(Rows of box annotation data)
○ ○ ○ ○ ○ ○ ○

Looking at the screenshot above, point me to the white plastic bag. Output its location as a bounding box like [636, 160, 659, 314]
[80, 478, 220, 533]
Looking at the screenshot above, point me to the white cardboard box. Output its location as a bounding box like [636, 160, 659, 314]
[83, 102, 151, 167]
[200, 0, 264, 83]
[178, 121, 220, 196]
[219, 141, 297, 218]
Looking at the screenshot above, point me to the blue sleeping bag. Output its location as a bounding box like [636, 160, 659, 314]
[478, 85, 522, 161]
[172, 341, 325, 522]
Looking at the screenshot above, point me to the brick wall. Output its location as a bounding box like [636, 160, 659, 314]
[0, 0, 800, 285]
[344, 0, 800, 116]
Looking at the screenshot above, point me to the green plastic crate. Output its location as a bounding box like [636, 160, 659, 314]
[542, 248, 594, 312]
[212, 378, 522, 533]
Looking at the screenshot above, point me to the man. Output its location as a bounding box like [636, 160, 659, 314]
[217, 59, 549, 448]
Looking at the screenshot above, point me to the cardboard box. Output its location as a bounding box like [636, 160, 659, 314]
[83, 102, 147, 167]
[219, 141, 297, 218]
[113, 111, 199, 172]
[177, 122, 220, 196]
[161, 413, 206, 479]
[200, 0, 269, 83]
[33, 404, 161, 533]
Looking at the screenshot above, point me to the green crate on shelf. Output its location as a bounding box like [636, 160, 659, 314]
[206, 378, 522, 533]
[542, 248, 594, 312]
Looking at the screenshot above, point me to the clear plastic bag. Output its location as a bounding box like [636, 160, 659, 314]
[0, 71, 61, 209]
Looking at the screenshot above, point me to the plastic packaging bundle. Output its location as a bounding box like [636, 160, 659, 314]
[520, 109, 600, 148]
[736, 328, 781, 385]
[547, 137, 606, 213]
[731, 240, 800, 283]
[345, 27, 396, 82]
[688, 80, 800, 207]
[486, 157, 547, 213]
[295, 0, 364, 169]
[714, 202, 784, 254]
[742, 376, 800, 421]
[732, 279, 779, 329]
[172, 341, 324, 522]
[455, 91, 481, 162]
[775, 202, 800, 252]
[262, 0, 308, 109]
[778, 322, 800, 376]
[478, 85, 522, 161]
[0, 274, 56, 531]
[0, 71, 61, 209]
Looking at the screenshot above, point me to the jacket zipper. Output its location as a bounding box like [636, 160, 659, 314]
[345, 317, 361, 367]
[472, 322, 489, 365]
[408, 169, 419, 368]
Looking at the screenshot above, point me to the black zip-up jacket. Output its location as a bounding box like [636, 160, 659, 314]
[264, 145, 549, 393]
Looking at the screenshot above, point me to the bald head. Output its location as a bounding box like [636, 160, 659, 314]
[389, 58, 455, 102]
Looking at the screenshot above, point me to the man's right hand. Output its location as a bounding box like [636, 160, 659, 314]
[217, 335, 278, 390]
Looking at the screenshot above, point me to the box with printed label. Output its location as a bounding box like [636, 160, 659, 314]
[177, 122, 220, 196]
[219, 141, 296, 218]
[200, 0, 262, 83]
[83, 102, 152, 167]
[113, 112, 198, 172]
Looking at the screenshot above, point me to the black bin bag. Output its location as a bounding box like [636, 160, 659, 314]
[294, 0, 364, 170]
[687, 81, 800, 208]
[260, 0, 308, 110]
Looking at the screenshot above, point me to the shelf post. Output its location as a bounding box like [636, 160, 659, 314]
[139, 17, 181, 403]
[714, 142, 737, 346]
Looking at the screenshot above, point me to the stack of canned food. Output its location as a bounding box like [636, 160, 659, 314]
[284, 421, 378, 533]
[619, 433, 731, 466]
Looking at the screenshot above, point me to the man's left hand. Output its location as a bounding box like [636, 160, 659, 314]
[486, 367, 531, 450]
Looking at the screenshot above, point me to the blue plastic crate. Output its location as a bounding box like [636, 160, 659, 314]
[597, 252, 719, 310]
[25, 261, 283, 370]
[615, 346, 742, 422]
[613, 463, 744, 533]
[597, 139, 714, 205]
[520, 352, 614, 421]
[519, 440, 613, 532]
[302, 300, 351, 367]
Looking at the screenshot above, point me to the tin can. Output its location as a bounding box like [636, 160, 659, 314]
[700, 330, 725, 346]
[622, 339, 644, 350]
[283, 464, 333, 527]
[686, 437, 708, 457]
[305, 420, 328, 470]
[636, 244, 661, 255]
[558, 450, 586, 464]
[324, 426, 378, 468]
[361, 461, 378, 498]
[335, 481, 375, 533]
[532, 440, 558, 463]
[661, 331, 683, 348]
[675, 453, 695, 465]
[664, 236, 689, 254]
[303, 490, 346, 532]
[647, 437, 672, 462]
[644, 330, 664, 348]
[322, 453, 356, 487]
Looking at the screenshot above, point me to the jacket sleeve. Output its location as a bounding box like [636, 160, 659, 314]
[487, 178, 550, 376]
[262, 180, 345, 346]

○ ○ ○ ○ ○ ○ ○

_What this task involves:_
Please copy the listing from the line with "Looking at the screenshot above, point me to the man's left" up to and including the line with "[302, 300, 351, 367]", swapping "blue plastic crate" for "blue storage crate" and leaving everything else unchanged.

_Task output:_
Looking at the screenshot above, point me to the man's left hand. Output its location as a bounding box like [636, 160, 659, 314]
[486, 367, 531, 450]
Looking at the screenshot above, point me to the blue storage crate. Output its location as a bounding box like [636, 160, 659, 314]
[597, 252, 719, 310]
[25, 261, 283, 370]
[615, 346, 742, 422]
[613, 463, 744, 533]
[597, 139, 714, 205]
[520, 352, 614, 421]
[519, 440, 613, 532]
[302, 300, 351, 367]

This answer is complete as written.